---------- TEXT ----------

🤖 AI Summary
This work addresses the limited performance of large language models on low-resource languages such as Modern Greek and the challenges associated with deploying large reasoning models. To overcome these issues, the authors propose a hybrid approach combining knowledge distillation and fine-tuning, leveraging a large reasoning model to generate high-quality Greek question-answering data for training the efficient, open-source Maistros 8B model. Key contributions include CulturaQA—the first high-quality Greek question-answering dataset—alongside a memory-efficient multilingual evaluation framework and a successful methodology for transferring reasoning capabilities to a lightweight model. Maistros 8B achieves state-of-the-art performance across nine Greek QA benchmarks, and all models, datasets, and frameworks have been publicly released.
📝 Abstract
Large Language Models (LLMs) have substantially advanced the field of Natural Language Processing (NLP), achieving state-of-the-art performance across a wide range of tasks. These improvements have been attributed, in part, to their emerging reasoning capabilities, which are enabled by large-scale training and increased model capacity. However, existing LLMs can generate erroneous responses when addressing complex queries that fall outside their training distribution, due to limited internal knowledge or the need for multi-step reasoning. To address these limitations, recent work has introduced large reasoning models (LRMs), which incorporate explicit internal reasoning processes to improve response accuracy. Additionally, state-of-the-art LRMs often comprise hundreds of billions of parameters and require several seconds per inference, even on advanced multi-GPU systems. These characteristics limit their practicality for deployment in conventional computing environments. Meanwhile, NLP research on multilingual LLMs continues to prioritize high-resource languages. However, these models exhibit limited performance in under-resourced languages, primarily due to insufficient language- and culture-specific training data. In this paper, we focus on Modern Greek, for which only a limited number of question answering (QA) datasets have been proposed, most of which are intended for model evaluation. To address this research gap in Greek QA, we make the following contributions: (i) CulturaQA, a high-quality LRM-generated and human-curated dataset, for Greek LLM training and evaluation; (ii) a memory-efficient LLM evaluation framework adaptable to diverse languages and QA tasks; (iii) Maistros 8B, a state-of-the-art open-weights Greek LLM developed via knowledge distillation and fine-tuning on CulturaQA; and (iv) a comprehensive evaluation of nine LLMs across nine human-curated Greek QA datasets.

----------

### WHAT YOU WILL DO
In the text on Greek language models, what is the name of the new Greek question-answering dataset?

---------- GIVEN ENTRIES ----------

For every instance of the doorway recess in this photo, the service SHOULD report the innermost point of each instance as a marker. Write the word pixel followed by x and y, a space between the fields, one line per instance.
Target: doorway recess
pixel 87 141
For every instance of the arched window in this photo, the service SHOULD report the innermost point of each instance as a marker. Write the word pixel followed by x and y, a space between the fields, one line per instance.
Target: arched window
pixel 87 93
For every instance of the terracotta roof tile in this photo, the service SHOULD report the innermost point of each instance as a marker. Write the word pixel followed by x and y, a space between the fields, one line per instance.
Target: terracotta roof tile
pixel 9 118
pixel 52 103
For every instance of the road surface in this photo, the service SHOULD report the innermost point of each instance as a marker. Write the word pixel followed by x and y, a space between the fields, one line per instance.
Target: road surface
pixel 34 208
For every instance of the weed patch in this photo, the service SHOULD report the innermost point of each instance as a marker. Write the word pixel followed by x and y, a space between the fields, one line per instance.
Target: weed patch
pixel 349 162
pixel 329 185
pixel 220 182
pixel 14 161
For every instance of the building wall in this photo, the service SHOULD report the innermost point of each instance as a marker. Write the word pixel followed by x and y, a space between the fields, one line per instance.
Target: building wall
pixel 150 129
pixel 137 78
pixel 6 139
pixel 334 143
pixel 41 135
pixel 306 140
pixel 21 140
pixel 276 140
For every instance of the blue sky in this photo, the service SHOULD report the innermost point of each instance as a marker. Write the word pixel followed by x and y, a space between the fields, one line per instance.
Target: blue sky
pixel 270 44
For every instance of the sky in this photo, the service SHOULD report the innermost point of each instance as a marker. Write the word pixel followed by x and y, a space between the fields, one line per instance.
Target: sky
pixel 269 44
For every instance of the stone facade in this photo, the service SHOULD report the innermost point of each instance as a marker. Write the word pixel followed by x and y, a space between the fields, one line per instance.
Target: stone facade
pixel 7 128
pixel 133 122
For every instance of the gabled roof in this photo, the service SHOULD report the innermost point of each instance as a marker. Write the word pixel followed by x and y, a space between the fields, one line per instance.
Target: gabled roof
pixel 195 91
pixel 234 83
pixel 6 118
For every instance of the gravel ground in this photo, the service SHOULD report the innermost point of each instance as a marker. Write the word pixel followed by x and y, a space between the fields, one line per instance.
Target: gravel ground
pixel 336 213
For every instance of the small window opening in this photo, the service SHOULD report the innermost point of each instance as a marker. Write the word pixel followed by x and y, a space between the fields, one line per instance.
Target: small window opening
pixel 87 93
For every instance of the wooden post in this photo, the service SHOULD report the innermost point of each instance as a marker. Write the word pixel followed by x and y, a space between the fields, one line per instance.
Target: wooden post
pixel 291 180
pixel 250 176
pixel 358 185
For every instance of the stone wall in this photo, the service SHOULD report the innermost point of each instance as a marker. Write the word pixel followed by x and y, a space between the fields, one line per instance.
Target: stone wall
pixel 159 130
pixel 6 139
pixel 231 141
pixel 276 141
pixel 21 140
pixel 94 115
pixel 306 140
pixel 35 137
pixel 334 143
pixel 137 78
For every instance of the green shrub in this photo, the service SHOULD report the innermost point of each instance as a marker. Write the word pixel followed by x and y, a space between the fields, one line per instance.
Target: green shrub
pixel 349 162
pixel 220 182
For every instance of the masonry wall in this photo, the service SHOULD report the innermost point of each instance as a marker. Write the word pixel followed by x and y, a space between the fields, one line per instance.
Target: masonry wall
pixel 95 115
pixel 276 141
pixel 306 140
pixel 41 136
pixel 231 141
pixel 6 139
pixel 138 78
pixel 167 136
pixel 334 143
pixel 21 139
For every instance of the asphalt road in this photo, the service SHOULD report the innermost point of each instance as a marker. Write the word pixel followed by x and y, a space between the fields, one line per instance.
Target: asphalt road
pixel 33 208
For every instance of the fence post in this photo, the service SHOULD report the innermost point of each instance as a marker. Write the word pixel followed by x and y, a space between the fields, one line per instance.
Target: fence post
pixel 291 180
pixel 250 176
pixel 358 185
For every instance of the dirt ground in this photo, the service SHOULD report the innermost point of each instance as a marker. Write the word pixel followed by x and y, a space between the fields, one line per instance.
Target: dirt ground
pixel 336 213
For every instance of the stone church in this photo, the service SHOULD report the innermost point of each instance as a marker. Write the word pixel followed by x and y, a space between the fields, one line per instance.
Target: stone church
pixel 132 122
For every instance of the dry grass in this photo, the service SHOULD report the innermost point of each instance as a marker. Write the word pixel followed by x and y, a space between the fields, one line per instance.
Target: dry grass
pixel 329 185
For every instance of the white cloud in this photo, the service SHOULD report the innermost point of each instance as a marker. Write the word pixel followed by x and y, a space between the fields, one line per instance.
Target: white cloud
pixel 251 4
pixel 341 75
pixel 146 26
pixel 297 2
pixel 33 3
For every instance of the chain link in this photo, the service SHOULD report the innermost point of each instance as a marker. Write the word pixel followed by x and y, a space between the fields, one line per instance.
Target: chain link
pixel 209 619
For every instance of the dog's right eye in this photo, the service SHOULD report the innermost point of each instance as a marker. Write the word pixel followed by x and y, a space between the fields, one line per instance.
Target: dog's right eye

----------

### SOLVED EXERCISE
CulturaQA